→ **Problem description**:
Starting with the line that contains "In this picture, where can the blue" and going on through the end of the material, replace "snowy hill" with "snow-covered slope" and leave everything else unchanged. Give only those lines.

[Coordinate annotation entries]
.....

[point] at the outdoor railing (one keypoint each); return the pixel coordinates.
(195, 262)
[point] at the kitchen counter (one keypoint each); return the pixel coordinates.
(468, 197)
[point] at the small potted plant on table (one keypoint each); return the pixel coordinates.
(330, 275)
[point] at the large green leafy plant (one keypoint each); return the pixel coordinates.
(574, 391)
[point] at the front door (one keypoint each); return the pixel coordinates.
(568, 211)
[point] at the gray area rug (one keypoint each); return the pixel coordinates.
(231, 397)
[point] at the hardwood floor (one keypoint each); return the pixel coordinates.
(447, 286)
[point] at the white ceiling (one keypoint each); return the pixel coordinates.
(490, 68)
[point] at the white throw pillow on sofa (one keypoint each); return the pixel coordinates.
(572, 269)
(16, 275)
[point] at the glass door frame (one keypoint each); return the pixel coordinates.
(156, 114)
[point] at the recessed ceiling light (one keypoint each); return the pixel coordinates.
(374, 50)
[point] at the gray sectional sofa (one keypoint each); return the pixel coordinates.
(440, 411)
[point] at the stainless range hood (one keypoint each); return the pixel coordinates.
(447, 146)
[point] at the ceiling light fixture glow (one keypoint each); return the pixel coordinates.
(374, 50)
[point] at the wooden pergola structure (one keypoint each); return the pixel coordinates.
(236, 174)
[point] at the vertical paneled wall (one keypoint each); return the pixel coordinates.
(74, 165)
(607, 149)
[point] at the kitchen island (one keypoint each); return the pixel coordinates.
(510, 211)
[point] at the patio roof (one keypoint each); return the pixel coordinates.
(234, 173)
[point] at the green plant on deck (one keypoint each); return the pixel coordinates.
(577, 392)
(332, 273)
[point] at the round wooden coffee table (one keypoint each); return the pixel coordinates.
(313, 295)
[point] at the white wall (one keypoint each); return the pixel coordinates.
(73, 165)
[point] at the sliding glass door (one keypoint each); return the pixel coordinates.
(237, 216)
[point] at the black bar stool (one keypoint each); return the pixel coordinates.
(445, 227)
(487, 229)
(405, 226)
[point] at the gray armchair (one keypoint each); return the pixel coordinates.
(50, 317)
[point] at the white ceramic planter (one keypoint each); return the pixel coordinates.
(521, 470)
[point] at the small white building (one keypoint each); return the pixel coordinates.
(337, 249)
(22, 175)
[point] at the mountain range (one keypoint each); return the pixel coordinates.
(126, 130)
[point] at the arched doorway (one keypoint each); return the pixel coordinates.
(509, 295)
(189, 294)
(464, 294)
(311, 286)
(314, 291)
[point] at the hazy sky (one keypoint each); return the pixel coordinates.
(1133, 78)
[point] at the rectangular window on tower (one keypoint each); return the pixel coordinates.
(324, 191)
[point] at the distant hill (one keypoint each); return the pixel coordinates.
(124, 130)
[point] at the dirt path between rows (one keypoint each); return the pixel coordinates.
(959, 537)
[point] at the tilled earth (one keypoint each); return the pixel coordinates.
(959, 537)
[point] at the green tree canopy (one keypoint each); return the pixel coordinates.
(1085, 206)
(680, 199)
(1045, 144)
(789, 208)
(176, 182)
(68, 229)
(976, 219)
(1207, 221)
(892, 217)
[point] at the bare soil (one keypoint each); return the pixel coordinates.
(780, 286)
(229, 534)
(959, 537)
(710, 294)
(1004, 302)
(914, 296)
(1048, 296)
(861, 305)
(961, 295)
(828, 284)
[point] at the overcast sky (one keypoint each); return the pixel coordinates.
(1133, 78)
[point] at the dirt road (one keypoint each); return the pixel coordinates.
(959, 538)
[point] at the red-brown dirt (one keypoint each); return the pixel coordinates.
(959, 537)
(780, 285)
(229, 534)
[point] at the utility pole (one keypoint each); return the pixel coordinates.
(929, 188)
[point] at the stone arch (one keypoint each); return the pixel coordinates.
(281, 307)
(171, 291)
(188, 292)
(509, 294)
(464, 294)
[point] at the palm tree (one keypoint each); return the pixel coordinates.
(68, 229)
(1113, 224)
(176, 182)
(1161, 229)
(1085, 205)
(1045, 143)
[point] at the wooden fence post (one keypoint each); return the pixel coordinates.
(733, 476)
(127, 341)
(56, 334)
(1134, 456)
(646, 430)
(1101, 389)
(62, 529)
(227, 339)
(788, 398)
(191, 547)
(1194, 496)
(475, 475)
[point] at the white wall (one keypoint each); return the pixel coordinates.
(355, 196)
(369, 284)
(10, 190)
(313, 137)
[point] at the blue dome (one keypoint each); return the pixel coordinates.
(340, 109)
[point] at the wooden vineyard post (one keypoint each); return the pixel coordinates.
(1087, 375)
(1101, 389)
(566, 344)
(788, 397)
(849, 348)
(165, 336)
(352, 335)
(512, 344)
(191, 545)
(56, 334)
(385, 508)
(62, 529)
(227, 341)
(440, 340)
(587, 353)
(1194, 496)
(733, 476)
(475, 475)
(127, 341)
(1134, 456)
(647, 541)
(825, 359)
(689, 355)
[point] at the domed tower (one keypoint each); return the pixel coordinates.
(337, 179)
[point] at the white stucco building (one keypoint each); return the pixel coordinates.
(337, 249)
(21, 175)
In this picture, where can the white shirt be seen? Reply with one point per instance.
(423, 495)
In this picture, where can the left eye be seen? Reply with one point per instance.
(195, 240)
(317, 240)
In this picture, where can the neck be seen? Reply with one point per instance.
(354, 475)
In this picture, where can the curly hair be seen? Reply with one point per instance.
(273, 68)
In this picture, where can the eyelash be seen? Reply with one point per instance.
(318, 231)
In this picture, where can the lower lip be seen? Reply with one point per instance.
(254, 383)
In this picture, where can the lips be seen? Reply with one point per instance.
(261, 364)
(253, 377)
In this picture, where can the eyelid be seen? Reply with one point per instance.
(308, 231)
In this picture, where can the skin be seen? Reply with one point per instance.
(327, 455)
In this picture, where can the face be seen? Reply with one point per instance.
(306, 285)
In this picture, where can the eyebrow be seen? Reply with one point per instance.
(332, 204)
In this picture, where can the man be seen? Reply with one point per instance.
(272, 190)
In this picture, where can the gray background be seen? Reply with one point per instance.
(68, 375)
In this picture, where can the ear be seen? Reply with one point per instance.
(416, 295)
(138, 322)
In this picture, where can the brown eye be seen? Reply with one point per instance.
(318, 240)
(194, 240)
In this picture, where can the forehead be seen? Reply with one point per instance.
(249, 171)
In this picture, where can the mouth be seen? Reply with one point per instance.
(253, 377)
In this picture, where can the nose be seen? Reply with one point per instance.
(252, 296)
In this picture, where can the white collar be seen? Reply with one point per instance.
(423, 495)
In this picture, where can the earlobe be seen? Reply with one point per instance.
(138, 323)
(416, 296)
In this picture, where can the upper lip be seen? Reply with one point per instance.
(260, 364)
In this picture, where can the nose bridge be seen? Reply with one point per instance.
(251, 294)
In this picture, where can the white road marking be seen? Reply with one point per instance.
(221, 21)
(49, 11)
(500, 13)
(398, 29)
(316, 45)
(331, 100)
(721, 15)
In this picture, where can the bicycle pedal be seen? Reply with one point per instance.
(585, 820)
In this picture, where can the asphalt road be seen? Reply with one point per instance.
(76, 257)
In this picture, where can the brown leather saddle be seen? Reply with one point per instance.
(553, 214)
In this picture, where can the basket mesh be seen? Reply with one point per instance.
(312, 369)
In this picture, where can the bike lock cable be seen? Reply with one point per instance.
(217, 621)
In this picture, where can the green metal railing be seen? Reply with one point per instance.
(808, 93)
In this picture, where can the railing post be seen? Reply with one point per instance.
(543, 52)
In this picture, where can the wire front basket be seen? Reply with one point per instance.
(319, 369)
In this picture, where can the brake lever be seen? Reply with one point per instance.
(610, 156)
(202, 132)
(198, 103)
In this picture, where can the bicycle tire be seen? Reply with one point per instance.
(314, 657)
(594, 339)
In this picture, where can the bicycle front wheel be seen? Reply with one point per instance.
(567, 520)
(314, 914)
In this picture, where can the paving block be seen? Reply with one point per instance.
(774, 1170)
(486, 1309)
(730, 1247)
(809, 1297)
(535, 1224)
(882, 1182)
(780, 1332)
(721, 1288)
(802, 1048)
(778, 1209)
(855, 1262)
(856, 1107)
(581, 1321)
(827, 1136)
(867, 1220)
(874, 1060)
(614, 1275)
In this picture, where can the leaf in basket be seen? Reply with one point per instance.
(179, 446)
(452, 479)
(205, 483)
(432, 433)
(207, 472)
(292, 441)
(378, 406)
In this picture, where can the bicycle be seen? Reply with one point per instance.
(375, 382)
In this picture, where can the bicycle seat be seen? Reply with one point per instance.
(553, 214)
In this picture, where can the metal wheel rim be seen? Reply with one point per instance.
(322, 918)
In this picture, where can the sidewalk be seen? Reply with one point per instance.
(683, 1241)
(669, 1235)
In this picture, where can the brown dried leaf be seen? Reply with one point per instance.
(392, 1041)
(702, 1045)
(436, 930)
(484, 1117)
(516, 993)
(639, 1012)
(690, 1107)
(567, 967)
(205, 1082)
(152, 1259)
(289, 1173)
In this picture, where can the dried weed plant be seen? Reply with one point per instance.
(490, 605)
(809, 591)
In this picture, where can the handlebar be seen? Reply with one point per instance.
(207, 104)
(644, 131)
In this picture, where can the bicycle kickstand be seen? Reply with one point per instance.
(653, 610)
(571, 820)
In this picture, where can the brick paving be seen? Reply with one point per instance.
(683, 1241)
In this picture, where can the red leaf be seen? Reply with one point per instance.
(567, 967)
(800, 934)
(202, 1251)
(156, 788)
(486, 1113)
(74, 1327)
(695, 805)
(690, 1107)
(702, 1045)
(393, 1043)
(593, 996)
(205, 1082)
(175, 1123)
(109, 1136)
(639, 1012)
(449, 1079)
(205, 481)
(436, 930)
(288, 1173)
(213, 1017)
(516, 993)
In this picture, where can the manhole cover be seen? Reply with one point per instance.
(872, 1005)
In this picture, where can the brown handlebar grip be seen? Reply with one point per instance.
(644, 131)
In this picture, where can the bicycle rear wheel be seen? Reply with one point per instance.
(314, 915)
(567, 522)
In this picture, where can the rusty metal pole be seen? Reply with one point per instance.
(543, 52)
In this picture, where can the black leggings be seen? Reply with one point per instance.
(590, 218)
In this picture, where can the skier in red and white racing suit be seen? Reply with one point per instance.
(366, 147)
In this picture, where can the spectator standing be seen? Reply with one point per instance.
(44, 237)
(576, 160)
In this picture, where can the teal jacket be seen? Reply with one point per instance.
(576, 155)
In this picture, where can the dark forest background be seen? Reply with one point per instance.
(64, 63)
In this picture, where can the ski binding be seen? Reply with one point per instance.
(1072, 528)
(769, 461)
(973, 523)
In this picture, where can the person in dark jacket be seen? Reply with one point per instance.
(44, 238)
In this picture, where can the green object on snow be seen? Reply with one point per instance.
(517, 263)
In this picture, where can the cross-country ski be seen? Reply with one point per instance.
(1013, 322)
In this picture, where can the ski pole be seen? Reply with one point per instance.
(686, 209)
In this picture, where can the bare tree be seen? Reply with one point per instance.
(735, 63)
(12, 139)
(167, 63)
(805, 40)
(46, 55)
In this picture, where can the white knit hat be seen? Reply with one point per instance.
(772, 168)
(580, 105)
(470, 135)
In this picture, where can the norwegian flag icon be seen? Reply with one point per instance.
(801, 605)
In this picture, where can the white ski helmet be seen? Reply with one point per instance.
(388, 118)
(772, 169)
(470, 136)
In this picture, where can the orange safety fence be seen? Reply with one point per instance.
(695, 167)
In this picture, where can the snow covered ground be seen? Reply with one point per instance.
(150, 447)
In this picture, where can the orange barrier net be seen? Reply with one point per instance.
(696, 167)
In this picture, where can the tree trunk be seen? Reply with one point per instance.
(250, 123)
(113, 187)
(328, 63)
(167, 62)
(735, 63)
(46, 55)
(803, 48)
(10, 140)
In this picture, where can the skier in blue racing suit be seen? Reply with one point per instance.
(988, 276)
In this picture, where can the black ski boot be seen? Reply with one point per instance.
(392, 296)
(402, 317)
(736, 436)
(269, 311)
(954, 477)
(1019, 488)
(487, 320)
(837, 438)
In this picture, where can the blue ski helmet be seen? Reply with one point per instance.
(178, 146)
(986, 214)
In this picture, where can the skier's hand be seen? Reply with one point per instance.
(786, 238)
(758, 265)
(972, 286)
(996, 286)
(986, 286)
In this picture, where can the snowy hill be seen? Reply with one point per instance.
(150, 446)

.....

→ **Written answer**:
In this picture, where can the blue ski helmet be seen? Reply with one point per instance.
(178, 146)
(986, 214)
In this picture, where can the skier's hand be seen? Reply with one point per instance.
(786, 238)
(758, 265)
(972, 286)
(996, 286)
(986, 286)
In this picture, where can the snow-covered slope be seen? Reply with one point per instance.
(150, 446)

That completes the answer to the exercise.